- **WORK TO DO**
Begin at the line that has "Reviewer note: every instance of the footprint" and write out every line from there through the end of the data, not only the answers. Add 31 to each x and y coordinate in the answers, and leave the numbers in the other lines unchanged.
◇ ◇ ◇ ◇ ◇
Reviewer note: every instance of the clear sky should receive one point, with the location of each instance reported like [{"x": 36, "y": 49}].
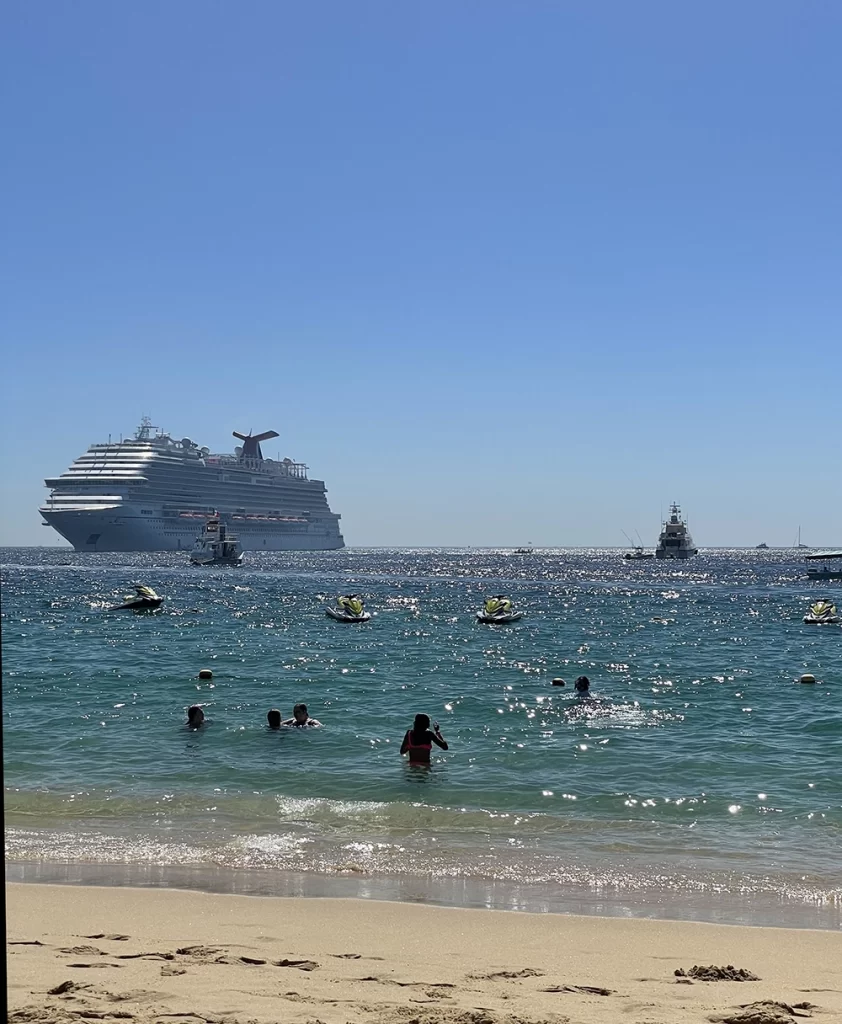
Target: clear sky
[{"x": 497, "y": 271}]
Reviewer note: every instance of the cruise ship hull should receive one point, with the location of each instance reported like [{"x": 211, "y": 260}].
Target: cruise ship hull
[{"x": 118, "y": 530}]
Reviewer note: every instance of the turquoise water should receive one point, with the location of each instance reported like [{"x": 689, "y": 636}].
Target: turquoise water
[{"x": 700, "y": 773}]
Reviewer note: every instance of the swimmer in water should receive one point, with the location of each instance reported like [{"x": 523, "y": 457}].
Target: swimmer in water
[
  {"x": 300, "y": 718},
  {"x": 418, "y": 740}
]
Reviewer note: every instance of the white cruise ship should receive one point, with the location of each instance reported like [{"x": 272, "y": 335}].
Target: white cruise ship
[
  {"x": 152, "y": 493},
  {"x": 675, "y": 540}
]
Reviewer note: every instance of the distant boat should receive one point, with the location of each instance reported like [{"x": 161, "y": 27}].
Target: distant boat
[
  {"x": 638, "y": 553},
  {"x": 215, "y": 546},
  {"x": 825, "y": 572}
]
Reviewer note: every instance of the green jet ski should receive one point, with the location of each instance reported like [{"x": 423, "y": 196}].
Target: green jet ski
[
  {"x": 822, "y": 613},
  {"x": 348, "y": 609},
  {"x": 498, "y": 611},
  {"x": 144, "y": 599}
]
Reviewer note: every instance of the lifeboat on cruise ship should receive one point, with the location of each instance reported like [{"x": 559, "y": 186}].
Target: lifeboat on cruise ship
[
  {"x": 822, "y": 613},
  {"x": 348, "y": 609},
  {"x": 498, "y": 611},
  {"x": 144, "y": 599}
]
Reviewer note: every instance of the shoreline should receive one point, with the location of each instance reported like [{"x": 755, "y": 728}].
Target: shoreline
[
  {"x": 98, "y": 952},
  {"x": 668, "y": 904}
]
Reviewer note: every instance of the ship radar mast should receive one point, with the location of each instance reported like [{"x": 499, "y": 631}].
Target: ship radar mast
[{"x": 143, "y": 432}]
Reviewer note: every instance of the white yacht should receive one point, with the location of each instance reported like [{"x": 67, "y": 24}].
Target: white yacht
[
  {"x": 675, "y": 540},
  {"x": 151, "y": 493},
  {"x": 216, "y": 546}
]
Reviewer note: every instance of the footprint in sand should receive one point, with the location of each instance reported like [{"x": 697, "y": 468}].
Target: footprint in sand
[
  {"x": 589, "y": 989},
  {"x": 528, "y": 972},
  {"x": 94, "y": 965},
  {"x": 67, "y": 986},
  {"x": 301, "y": 965}
]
◇ ◇ ◇ ◇ ◇
- **RESULT OF THE TASK**
Reviewer note: every instance of the footprint in sand should receive one point, with the location of each instance reported like [{"x": 697, "y": 468}].
Target: footprint in sand
[
  {"x": 620, "y": 1020},
  {"x": 559, "y": 1003},
  {"x": 125, "y": 996},
  {"x": 98, "y": 1017},
  {"x": 332, "y": 996}
]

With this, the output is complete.